* [Provided passage]:
= = = = =

The big debate for us and currency markets still surrounds the fate of the U.S. dollar and that matters because when the dollar falls like it has this year, every other global currency tends to rally. This early stage in the U.S. dollar’s bear market, traders are less focused on country-specific factors and instead are paying a lot more attention to the broad movements of the greenback.

That's what's going to drive the majority of currency returns over the next few years. To date, the dollar's down about 10% in 2025. It fell in each of the first six months of this year and declined against most emerging and developed market currencies. It took a short pause in July before resuming its decline. And then the main factors pushing it lower this time are softer employment numbers, rising expectations that the Federal Reserve could cut rates a couple of times this year, and an increasing sense that the U.S. central bank is losing its independence as the White House attempts to strongarm the Fed into easing monetary policy. Bond and currency investors have become increasingly nervous about structurally high inflation that would reduce the dollar's purchasing power. And that's why longer-term bond yields are rising, even as the Fed is about to cut rates.

= = = = =

* [Recorded information]:
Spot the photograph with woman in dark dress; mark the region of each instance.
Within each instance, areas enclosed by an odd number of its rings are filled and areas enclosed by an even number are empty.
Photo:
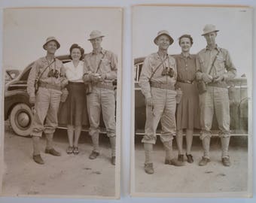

= = = = =

* [Problem to work on]: Extend the passage on the U.S. dollar's decline, starting after its final sentence. The lines shown here are separate material and are not part of the dollar passage.

* [Output]:
Basically, investors demand a higher return now to compensate for that risk of inflation. And it's also why gold prices are rallying. Looking forward we think the euro, the yen and the pound will continue to benefit from a falling dollar as the central bank credibility theme unfolds. The Canadian dollar will strengthen too. But let's not forget that those currencies have already rallied a bunch.

And they also have their own issues. Political dysfunction in France, budget issues in the UK and some trade uncertainty in Canada with renegotiations with the U.S. set to take place next year. We suspect that emerging market currencies may be the ones that deliver a better performance as the greenback weakens next year. And so we think that investors would be wise to consider hedging the U.S. dollar exposures in their portfolios.

And we also think it's worth diversifying into a broader set of currencies that might outperform the loonie. As this next phase of U.S. dollar weakness begins.

What is your outlook for the sovereign bond market?

Soo Boo Cheah

We believe government segment is now offering a compelling income potential. In the market now, investors are waiting for the U.S. Federal Reserve to restart its cutting cycle given signs of a weakening labour market. The first cut is expected in September. But here's a twist, this has already been priced into the bond market.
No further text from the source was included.